## TO DO
Skip any image you find and restate the rest of the data word for word.

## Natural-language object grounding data
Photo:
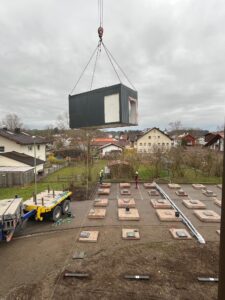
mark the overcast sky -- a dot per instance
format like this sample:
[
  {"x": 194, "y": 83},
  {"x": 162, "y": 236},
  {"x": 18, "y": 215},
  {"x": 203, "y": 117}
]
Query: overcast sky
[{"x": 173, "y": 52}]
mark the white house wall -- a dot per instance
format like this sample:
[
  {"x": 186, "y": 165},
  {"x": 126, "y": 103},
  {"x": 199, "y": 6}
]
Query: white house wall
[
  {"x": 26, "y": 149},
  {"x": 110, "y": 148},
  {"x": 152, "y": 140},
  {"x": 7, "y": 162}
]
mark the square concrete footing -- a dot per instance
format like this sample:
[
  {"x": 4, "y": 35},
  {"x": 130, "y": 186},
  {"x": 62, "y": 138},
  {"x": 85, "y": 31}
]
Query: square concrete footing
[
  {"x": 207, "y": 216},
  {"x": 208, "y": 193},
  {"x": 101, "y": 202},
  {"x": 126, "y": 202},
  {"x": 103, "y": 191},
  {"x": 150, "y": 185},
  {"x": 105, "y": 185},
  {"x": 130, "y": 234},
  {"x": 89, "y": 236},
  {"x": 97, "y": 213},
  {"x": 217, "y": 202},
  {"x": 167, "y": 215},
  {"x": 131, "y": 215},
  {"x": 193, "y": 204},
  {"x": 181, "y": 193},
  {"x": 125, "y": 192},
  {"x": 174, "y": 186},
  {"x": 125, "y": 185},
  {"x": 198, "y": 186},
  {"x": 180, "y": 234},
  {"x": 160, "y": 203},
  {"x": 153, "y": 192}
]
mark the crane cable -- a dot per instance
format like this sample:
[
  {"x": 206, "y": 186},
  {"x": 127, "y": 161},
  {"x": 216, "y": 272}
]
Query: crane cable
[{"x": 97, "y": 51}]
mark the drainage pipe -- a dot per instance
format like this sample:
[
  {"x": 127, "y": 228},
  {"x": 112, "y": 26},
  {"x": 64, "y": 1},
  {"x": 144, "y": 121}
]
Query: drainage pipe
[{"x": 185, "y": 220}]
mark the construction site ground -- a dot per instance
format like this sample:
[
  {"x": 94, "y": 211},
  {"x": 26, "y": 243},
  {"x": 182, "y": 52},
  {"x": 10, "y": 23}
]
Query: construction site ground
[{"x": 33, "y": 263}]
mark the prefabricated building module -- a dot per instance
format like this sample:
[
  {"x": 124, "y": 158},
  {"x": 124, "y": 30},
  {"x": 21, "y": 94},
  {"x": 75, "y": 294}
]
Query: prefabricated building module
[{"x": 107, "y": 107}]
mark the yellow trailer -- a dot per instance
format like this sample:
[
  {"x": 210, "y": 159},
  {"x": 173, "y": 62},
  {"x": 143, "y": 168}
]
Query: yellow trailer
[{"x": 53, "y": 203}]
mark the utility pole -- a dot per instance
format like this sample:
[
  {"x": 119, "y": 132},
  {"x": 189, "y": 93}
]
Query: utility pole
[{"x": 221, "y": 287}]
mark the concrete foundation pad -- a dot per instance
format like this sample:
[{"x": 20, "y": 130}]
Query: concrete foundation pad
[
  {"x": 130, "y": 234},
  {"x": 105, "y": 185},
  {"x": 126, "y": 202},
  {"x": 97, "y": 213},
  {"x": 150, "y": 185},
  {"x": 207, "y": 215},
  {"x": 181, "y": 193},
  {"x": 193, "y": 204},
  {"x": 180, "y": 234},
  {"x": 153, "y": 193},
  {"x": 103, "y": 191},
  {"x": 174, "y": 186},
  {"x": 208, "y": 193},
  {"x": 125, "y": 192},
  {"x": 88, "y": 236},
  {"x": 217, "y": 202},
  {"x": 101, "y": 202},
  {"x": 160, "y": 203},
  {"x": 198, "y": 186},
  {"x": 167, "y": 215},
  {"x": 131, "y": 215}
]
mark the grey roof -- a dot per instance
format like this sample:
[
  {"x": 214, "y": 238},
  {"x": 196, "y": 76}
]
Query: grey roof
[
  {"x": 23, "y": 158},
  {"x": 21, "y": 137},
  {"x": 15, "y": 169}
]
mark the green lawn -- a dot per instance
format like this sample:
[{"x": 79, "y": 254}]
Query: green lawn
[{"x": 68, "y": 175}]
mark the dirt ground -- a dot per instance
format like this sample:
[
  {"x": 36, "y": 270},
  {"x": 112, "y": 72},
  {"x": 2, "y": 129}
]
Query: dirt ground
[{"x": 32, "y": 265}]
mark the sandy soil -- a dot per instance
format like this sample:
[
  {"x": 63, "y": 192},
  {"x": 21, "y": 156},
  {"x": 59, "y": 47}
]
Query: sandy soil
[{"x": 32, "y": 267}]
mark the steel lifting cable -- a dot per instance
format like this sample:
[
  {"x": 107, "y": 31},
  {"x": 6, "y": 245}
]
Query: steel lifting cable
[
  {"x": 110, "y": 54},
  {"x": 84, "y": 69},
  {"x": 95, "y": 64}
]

## YOUR SOLUTION
Photo:
mark the overcast sky -- a dot per instance
format like this sample:
[
  {"x": 194, "y": 83},
  {"x": 162, "y": 236},
  {"x": 18, "y": 215},
  {"x": 203, "y": 117}
]
Query: overcast sky
[{"x": 173, "y": 52}]
mark the white house wall -- a dot per instance
format like this sample:
[
  {"x": 186, "y": 165},
  {"x": 126, "y": 103},
  {"x": 199, "y": 6}
]
Query: white house wall
[
  {"x": 26, "y": 149},
  {"x": 110, "y": 148},
  {"x": 152, "y": 140},
  {"x": 7, "y": 162}
]
mark the square concrete footing -- a dot per instance
format like this sample:
[
  {"x": 4, "y": 35},
  {"x": 130, "y": 186},
  {"x": 62, "y": 138},
  {"x": 85, "y": 31}
]
Query: square concrete footing
[
  {"x": 207, "y": 216},
  {"x": 208, "y": 193},
  {"x": 101, "y": 202},
  {"x": 126, "y": 202},
  {"x": 103, "y": 191},
  {"x": 150, "y": 185},
  {"x": 105, "y": 185},
  {"x": 130, "y": 234},
  {"x": 89, "y": 236},
  {"x": 97, "y": 213},
  {"x": 217, "y": 202},
  {"x": 167, "y": 215},
  {"x": 131, "y": 215},
  {"x": 193, "y": 204},
  {"x": 181, "y": 193},
  {"x": 125, "y": 192},
  {"x": 174, "y": 186},
  {"x": 125, "y": 185},
  {"x": 198, "y": 186},
  {"x": 180, "y": 234},
  {"x": 160, "y": 203},
  {"x": 153, "y": 192}
]
mark the crane cable -- a dot per instance
format like this sample:
[
  {"x": 206, "y": 186},
  {"x": 127, "y": 161},
  {"x": 216, "y": 272}
]
Query: crane cable
[{"x": 97, "y": 51}]
mark the drainage pipe -- a dot per instance
format like this sample:
[
  {"x": 127, "y": 228},
  {"x": 112, "y": 26},
  {"x": 64, "y": 1},
  {"x": 144, "y": 121}
]
Query: drainage pipe
[{"x": 185, "y": 220}]
mark the construction site ground -- a dot per instance
format like this sample:
[
  {"x": 94, "y": 211},
  {"x": 26, "y": 243},
  {"x": 182, "y": 52},
  {"x": 10, "y": 23}
]
Query: construction site ground
[{"x": 33, "y": 263}]
mark the prefabricated building module -- a dot per instance
format like this sample:
[
  {"x": 124, "y": 158},
  {"x": 124, "y": 30},
  {"x": 21, "y": 94},
  {"x": 75, "y": 294}
]
Query: prefabricated building module
[{"x": 107, "y": 107}]
mark the yellow trailer -- a dot per instance
format like this sample:
[
  {"x": 210, "y": 159},
  {"x": 173, "y": 62},
  {"x": 143, "y": 168}
]
Query: yellow trailer
[{"x": 53, "y": 203}]
mark the utility pole -- a dot per instance
format like this sample:
[
  {"x": 119, "y": 132},
  {"x": 189, "y": 93}
]
Query: utility pole
[{"x": 221, "y": 287}]
mark the concrete foundation pad -- a dot per instance
format like this sample:
[{"x": 20, "y": 130}]
Query: concrete foundation pad
[
  {"x": 130, "y": 234},
  {"x": 105, "y": 185},
  {"x": 126, "y": 202},
  {"x": 97, "y": 213},
  {"x": 150, "y": 185},
  {"x": 207, "y": 215},
  {"x": 181, "y": 193},
  {"x": 193, "y": 204},
  {"x": 180, "y": 234},
  {"x": 153, "y": 193},
  {"x": 103, "y": 191},
  {"x": 174, "y": 186},
  {"x": 208, "y": 193},
  {"x": 125, "y": 192},
  {"x": 88, "y": 236},
  {"x": 217, "y": 202},
  {"x": 101, "y": 202},
  {"x": 160, "y": 203},
  {"x": 198, "y": 186},
  {"x": 167, "y": 215},
  {"x": 131, "y": 215}
]
mark the grey roof -- a dot per instance
format like this sample:
[
  {"x": 214, "y": 238},
  {"x": 196, "y": 76}
]
Query: grey roof
[
  {"x": 23, "y": 158},
  {"x": 21, "y": 137},
  {"x": 15, "y": 169}
]
mark the green lawn -- a dot per instance
format like this sample:
[{"x": 79, "y": 254}]
Query: green lawn
[{"x": 68, "y": 175}]
mark the dirt ground -- a dot per instance
format like this sample:
[
  {"x": 36, "y": 270},
  {"x": 112, "y": 72},
  {"x": 2, "y": 129}
]
Query: dirt ground
[{"x": 32, "y": 265}]
mark the sandy soil -- a dot per instance
format like this sample:
[
  {"x": 63, "y": 192},
  {"x": 21, "y": 156},
  {"x": 59, "y": 47}
]
Query: sandy soil
[{"x": 32, "y": 267}]
mark the steel lifting cable -- a dot per instance
format like this sample:
[
  {"x": 107, "y": 31},
  {"x": 6, "y": 245}
]
Query: steel lifting cable
[
  {"x": 110, "y": 54},
  {"x": 84, "y": 69},
  {"x": 95, "y": 64}
]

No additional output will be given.